**Your objective:** In the patch discussion below, condense the paragraph starting "This patch delays xen_hvm_init_time_ops()" into a shorter version that keeps its main facts.

**Document section:**
(begin)

Re: [PATCH v2 1/1] xen: delay xen_hvm_init_time_ops() if kdump is boot on vcpu>=32

From: Boris Ostrovsky <boris.ostrovsky@oracle.com>
To: Dongli Zhang <dongli.zhang@oracle.com>,
	xen-devel@lists.xenproject.org, x86@kernel.org
Cc: jgross@suse.com, sstabellini@kernel.org, tglx@linutronix.de,
	mingo@redhat.com, bp@alien8.de, dave.hansen@linux.intel.com,
	hpa@zytor.com, joe.jin@oracle.com, linux-kernel@vger.kernel.org
Subject: Re: [PATCH v2 1/1] xen: delay xen_hvm_init_time_ops() if kdump is boot on vcpu>=32
Date: Fri, 5 Nov 2021 16:41:16 -0400	[thread overview]
Message-ID: <a891e4f6-9832-8335-2cf8-e494f8703fb7@oracle.com> (raw)
In-Reply-To: <fe6d7aaf-97b5-dfa2-75e5-1a072f4aac92@oracle.com>

On 11/4/21 1:59 PM, Dongli Zhang wrote:
> Hi Boris,
>
> On 11/1/21 10:34 AM, Boris Ostrovsky wrote:
>> On 10/27/21 9:25 PM, Dongli Zhang wrote:
>>> The sched_clock() can be used very early since
>>> commit 857baa87b642 ("sched/clock: Enable sched clock early"). In addition,
>>> with commit 38669ba205d1 ("x86/xen/time: Output xen sched_clock time from
>>> 0"), kdump kernel in Xen HVM guest may panic at very early stage when
>>> accessing &__this_cpu_read(xen_vcpu)->time as in below:
>>>
>>> setup_arch()
>>>    -> init_hypervisor_platform()
>>>        -> x86_init.hyper.init_platform = xen_hvm_guest_init()
>>>            -> xen_hvm_init_time_ops()
>>>                -> xen_clocksource_read()
>>>                    -> src = &__this_cpu_read(xen_vcpu)->time;
>>>
>>> This is because Xen HVM supports at most MAX_VIRT_CPUS=32 'vcpu_info'
>>> embedded inside 'shared_info' during early stage until xen_vcpu_setup() is
>>> used to allocate/relocate 'vcpu_info' for boot cpu at arbitrary address.
>>>
>>> However, when Xen HVM guest panic on vcpu >= 32, since
>>> xen_vcpu_info_reset(0) would set per_cpu(xen_vcpu, cpu) = NULL when
>>> vcpu >= 32, xen_clocksource_read() on vcpu >= 32 would panic.
>>>
>>> This patch delays xen_hvm_init_time_ops() to later in
>>> xen_hvm_smp_prepare_boot_cpu() after the 'vcpu_info' for boot vcpu is
>>> registered when the boot vcpu is >= 32.
>>>
>>> Another option is to always delay xen_hvm_init_time_ops() for any vcpus
>>> (including vcpu=0). Since to delay xen_hvm_init_time_ops() may lead to
>>> clock backward issue,
>>
>> This is referring to
>> https://lists.xenproject.org/archives/html/xen-devel/2021-10/msg01516.html I
>> assume?

(end)

**Stored rows:**
(begin)

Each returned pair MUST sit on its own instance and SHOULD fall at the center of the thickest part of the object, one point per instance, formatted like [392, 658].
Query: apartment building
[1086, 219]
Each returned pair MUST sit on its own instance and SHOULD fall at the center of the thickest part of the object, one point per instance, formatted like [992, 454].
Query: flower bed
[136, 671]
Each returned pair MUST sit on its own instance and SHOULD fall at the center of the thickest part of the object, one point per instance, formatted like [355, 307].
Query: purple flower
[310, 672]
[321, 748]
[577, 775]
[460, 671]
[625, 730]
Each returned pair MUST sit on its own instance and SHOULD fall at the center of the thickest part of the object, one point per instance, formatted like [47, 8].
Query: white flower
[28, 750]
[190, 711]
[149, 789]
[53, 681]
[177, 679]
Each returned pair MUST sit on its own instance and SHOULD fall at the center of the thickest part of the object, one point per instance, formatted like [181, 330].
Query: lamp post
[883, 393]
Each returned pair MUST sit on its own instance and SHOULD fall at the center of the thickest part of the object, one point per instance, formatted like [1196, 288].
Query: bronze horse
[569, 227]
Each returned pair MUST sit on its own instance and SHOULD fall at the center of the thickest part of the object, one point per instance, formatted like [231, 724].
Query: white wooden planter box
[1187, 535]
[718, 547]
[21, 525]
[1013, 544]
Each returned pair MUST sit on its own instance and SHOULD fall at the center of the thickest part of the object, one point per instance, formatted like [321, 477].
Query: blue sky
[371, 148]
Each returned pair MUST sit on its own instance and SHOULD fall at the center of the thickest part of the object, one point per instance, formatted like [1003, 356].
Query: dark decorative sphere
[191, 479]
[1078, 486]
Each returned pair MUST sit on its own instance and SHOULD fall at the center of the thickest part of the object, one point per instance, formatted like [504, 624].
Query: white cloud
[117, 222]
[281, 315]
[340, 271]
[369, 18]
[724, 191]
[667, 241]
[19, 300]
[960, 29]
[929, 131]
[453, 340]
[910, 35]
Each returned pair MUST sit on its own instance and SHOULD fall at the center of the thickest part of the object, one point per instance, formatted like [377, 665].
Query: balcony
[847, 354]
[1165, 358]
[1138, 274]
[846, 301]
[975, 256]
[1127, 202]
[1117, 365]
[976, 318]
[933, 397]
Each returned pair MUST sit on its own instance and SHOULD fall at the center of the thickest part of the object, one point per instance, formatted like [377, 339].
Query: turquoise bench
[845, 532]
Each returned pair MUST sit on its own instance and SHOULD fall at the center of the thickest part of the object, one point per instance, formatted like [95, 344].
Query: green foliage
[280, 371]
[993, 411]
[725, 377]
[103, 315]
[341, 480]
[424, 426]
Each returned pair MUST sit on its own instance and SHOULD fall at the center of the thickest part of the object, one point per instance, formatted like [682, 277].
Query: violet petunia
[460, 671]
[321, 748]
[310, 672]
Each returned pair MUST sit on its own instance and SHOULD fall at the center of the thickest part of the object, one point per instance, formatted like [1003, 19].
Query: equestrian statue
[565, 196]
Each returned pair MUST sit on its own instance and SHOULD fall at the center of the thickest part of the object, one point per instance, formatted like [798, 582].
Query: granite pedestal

(end)

**Full solution:** When the boot vcpu is 32 or higher, the patch moves xen_hvm_init_time_ops() into xen_hvm_smp_prepare_boot_cpu(), after the boot vcpu's 'vcpu_info' is registered.